- [EXERCISE DIRECTIONS]: From the PySpark DataFrames page, copy down the passage starting at "- [II. Speeding" and ending at "the DataFrame API](#Querying-with-the-DataFrame-API)", word for word.

- [PAGE EXCERPT]:
<h1 align="center"> DataFrames</h1>


# Table of Contents


- [I. Catalyst Optimizer refresh](#Catalyst-Optimizer-refresh)

- [II. Speeding up PySpark with DataFrames](#Speeding-up-PysPark-with-DataFrames)

- [III. Creating DataFrames](#Creating-DataFrames)

- [IV. Simple DataFrame queries](#Simple-DataFrame-queries)

- [V. Interoperating with RDDs](#Interoperating-with-RDDs)

- [VI. Querying with the DataFrame API](#Querying-with-the-DataFrame-API)

- [VII. Querying with SQL](#Querying-with-SQL)

- [VIII. DataFrame scenario - on-time flight performance](#DataFrame-scenario-on-time-flight-performance)

- [IX. Spark Dataset API](#Spark-Dataset-API)

A DataFrame is an immutable distributed collection of data that is organized into named columns analogous to a table in a relational database. 


## Python to RDD communications

Whenever a PySpark program is executed using RDDs, there is a potentially large overhead to execute the job. As noted in the following diagram, in the PySpark driver, the Spark Context uses Py4j to launch a JVM using the JavaSparkContext. Any RDD transformations are initially mapped to PythonRDD objects in Java.

Once these tasks are pushed out to the Spark Worker(s), PythonRDD objects launch Python subprocesses using pipes to send both code and data to be processed within Python:

![](https://www.safaribooksonline.com/library/view/learning-pyspark/9781786463708/graphics/B05793_03_01.jpg)


While this approach allows PySpark to distribute the processing of the data to multiple Python subprocesses on multiple workers, as you can see, there is a lot of context switching and communications overhead between Python and the JVM.

- [INFORMATION PROVIDED]:

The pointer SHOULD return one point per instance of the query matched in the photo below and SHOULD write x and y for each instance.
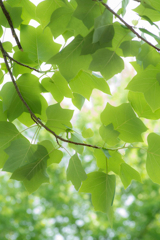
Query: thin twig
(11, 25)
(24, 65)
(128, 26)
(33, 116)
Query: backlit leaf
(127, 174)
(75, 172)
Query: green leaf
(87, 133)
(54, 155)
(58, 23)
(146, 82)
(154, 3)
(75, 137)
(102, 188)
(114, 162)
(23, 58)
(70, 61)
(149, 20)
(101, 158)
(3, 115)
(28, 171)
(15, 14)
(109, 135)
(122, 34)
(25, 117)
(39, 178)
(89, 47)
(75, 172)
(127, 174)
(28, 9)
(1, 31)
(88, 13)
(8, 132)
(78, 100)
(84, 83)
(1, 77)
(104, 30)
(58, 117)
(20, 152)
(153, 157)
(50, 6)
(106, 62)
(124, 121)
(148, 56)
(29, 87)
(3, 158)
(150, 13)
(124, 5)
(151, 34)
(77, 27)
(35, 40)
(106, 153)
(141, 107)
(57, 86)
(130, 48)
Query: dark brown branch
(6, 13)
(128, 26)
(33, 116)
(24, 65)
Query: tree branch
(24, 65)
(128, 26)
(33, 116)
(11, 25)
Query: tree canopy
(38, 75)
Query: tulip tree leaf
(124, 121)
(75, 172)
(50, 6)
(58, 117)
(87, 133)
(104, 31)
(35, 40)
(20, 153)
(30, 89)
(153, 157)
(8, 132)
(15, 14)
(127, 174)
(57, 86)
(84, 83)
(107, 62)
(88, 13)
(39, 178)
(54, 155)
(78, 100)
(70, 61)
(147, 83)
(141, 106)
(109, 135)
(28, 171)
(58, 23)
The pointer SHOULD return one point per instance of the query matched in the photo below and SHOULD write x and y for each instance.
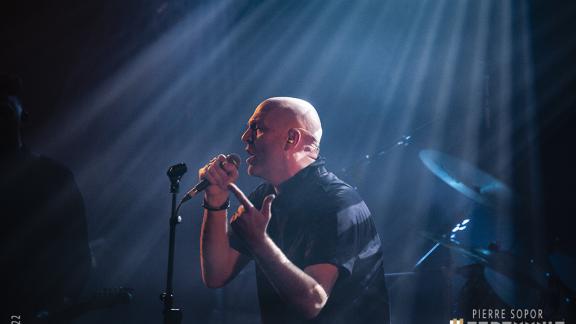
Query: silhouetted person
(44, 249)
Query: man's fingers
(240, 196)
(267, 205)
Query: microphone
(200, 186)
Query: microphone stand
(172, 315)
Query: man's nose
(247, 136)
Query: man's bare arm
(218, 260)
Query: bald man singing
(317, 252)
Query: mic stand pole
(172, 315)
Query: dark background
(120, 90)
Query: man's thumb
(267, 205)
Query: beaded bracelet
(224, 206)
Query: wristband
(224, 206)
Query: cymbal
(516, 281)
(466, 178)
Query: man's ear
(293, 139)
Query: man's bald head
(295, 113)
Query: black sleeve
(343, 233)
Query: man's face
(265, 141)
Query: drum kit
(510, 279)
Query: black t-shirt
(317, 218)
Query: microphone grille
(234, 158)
...
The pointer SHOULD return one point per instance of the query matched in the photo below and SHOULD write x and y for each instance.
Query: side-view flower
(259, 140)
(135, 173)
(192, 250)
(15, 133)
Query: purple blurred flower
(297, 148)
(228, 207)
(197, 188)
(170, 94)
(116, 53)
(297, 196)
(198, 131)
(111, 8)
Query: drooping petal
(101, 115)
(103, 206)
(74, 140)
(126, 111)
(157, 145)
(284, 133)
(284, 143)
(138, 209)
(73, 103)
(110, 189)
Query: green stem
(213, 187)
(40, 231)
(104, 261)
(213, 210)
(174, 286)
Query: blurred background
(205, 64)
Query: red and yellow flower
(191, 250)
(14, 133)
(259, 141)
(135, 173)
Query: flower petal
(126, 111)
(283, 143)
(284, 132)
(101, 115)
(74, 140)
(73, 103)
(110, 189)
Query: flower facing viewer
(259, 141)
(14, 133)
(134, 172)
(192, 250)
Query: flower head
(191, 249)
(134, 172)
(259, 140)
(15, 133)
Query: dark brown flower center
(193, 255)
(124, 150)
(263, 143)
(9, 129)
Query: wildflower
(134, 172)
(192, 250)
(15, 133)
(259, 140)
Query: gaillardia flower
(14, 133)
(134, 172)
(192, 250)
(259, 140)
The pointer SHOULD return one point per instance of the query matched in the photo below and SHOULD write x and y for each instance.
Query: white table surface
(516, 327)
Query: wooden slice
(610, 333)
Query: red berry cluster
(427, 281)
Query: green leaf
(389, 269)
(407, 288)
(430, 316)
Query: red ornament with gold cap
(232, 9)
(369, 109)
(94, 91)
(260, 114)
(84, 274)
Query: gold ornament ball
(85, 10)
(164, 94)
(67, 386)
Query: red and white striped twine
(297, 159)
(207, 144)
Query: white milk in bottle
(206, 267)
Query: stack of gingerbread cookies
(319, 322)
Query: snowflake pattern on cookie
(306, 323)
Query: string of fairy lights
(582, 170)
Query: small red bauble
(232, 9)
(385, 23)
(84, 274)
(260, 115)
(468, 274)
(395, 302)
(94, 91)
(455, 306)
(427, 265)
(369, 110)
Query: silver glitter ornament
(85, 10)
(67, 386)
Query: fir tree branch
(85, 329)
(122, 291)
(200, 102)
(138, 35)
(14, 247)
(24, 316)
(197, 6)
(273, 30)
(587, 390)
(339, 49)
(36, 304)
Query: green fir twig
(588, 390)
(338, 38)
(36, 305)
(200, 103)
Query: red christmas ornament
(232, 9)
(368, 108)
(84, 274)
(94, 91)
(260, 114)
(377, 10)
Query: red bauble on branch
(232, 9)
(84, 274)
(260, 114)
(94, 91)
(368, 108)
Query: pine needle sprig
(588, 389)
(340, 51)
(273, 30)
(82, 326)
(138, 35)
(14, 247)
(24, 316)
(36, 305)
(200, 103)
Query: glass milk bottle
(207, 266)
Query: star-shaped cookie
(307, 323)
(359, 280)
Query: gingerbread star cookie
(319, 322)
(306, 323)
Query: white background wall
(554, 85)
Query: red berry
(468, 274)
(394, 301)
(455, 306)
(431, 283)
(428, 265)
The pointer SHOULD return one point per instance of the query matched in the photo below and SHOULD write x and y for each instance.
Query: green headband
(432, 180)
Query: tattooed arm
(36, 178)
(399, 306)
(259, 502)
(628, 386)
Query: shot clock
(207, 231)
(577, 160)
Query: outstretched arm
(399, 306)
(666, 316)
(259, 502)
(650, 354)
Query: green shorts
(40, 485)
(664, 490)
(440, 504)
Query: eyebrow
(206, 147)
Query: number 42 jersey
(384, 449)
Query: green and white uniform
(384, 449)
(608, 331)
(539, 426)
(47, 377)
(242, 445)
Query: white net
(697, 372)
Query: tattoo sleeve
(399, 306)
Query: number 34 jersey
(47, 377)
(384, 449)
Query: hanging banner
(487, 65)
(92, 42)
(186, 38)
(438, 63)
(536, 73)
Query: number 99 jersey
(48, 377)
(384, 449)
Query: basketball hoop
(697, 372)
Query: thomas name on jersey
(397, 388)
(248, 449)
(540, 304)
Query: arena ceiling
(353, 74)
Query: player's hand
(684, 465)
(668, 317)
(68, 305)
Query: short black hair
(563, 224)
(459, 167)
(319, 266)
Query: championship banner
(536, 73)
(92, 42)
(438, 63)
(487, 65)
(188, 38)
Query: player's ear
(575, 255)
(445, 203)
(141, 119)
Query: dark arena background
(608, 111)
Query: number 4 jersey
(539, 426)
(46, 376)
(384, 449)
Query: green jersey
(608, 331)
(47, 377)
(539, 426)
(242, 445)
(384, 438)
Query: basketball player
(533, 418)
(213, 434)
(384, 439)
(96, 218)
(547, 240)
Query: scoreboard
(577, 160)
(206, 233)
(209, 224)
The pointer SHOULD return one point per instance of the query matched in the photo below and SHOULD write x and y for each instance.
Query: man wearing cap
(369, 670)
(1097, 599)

- [COMPLETED TASK]:
- [II. Speeding up PySpark with DataFrames](#Speeding-up-PysPark-with-DataFrames)

- [III. Creating DataFrames](#Creating-DataFrames)

- [IV. Simple DataFrame queries](#Simple-DataFrame-queries)

- [V. Interoperating with RDDs](#Interoperating-with-RDDs)

- [VI. Querying with the DataFrame API](#Querying-with-the-DataFrame-API)